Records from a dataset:
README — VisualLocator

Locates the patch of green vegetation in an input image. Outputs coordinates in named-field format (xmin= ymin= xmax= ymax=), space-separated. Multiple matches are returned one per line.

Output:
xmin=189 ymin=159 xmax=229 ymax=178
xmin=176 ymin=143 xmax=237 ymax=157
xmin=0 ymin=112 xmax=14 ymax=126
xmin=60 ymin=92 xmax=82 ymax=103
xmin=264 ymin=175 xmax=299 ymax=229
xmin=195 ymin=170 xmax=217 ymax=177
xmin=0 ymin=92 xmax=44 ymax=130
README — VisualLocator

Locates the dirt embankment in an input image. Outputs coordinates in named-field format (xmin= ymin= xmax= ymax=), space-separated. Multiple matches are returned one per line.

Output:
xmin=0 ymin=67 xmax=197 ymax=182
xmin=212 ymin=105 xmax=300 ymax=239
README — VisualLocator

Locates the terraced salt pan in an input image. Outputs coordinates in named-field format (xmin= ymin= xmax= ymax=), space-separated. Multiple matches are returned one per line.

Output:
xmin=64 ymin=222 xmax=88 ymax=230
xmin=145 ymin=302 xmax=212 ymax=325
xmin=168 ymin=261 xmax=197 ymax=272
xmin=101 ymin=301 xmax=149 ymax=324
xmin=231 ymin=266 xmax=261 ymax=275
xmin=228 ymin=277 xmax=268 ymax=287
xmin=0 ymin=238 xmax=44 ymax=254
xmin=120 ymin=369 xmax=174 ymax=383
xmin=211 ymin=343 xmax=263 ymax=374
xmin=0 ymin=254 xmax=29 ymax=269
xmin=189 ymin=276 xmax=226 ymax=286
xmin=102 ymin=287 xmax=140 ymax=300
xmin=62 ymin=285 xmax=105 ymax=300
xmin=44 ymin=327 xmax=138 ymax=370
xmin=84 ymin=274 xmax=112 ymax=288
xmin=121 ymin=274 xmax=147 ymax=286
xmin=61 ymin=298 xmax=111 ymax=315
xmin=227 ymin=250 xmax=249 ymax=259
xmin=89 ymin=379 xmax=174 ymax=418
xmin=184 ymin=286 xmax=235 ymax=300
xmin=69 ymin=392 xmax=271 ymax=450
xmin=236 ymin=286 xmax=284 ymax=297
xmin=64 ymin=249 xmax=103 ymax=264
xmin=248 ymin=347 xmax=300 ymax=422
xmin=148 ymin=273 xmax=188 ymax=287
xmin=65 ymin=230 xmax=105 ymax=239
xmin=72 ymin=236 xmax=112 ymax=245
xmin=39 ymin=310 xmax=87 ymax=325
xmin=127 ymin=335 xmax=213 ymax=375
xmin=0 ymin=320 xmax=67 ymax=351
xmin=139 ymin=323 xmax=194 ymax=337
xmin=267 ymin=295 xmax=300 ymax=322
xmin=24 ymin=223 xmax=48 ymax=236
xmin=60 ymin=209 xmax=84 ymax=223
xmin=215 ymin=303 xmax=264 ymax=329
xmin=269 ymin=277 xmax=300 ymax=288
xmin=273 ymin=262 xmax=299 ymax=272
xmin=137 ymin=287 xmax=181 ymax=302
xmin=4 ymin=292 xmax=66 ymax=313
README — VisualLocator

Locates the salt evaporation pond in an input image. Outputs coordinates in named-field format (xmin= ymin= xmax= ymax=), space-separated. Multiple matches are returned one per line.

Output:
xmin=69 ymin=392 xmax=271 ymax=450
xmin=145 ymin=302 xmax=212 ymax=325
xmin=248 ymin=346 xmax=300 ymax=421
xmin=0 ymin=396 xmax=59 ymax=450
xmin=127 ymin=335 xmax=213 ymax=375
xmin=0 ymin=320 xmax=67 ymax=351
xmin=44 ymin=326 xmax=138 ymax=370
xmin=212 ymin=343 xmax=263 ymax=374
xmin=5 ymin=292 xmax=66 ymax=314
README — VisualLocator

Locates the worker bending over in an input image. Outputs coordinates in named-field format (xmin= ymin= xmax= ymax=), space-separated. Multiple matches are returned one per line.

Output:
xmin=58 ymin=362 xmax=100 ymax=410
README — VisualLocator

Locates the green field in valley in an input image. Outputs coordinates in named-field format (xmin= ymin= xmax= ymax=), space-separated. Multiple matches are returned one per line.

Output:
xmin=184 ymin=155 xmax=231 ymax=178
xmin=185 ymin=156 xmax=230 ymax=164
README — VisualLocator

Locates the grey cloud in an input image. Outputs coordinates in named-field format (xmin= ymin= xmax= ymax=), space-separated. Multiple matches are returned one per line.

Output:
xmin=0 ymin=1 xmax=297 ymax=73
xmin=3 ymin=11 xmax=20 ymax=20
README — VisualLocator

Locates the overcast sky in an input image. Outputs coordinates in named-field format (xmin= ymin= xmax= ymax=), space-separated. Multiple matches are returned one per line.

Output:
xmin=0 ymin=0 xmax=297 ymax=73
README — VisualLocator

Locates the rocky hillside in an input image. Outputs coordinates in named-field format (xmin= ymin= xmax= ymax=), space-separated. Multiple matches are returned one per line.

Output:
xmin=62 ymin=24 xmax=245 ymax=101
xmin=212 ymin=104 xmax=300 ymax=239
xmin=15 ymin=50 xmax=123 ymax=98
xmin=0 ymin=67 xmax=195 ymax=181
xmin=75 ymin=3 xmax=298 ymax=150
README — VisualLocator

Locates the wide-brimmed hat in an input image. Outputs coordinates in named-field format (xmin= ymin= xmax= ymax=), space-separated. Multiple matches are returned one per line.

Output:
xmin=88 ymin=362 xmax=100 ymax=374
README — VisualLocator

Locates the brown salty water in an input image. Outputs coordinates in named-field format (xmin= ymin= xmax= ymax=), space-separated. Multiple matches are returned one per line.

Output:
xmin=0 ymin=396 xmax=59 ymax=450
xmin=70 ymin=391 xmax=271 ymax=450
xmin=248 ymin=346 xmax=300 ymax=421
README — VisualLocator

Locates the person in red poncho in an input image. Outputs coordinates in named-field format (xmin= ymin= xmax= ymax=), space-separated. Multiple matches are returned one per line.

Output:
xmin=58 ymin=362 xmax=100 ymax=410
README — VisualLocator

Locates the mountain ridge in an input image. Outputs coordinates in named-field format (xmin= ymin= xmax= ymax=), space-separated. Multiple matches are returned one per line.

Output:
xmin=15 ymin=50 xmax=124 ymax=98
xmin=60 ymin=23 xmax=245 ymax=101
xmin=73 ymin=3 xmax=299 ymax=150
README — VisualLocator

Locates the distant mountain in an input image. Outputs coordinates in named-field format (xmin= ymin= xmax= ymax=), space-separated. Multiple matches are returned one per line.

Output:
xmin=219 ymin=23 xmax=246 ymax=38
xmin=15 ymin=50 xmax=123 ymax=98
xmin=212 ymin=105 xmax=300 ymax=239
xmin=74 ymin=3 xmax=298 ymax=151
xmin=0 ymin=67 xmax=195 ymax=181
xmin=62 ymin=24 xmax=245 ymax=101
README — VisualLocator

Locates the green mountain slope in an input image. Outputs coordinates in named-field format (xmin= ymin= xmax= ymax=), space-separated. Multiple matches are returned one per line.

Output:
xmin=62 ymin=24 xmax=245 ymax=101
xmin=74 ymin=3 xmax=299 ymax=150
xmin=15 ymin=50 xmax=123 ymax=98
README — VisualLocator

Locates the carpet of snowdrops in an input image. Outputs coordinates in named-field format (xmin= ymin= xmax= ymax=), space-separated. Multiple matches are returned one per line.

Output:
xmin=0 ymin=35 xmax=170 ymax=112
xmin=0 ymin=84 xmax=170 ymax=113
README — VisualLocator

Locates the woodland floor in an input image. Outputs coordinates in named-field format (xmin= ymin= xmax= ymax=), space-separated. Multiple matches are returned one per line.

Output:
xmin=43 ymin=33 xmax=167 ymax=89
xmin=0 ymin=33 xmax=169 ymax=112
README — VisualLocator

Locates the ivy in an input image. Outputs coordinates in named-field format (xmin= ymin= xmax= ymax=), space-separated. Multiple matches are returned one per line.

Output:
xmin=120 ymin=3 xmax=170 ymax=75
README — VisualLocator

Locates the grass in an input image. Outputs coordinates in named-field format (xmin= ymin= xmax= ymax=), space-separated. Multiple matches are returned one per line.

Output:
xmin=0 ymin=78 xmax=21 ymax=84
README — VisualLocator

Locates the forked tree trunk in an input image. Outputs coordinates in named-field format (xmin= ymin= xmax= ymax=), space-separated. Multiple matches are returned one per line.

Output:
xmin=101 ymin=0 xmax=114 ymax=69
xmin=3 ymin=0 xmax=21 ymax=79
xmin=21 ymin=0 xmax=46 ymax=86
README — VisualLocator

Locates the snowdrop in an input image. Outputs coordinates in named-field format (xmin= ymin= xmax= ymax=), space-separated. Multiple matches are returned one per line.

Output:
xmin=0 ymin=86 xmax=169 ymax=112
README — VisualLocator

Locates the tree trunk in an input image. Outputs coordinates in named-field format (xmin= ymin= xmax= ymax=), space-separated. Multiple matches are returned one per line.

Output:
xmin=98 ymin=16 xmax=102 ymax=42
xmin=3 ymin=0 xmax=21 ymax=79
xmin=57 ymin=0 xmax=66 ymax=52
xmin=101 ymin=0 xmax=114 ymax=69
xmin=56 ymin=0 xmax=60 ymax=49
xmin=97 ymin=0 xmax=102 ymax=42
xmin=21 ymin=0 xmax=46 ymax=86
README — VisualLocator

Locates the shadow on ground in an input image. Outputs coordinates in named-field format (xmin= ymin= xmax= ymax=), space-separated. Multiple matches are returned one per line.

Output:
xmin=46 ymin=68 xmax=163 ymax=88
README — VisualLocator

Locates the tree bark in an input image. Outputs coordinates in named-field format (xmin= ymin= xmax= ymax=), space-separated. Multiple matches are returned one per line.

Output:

_WHAT THE TASK REQUIRES:_
Pick from the records each line that contains the word "tree" and show it.

_EXERCISE RESPONSE:_
Locates the forked tree trunk in an input image. Outputs coordinates in named-field format (xmin= ymin= xmax= ymax=), space-separated. Multiple matches are returned one per line.
Locates the tree trunk in an input image. Outputs coordinates in named-field format (xmin= ymin= xmax= ymax=), space-separated. Multiple matches are returned one per line.
Locates the tree bark in an input image. Outputs coordinates in named-field format (xmin= ymin= xmax= ymax=), space-separated. Multiple matches are returned one per line.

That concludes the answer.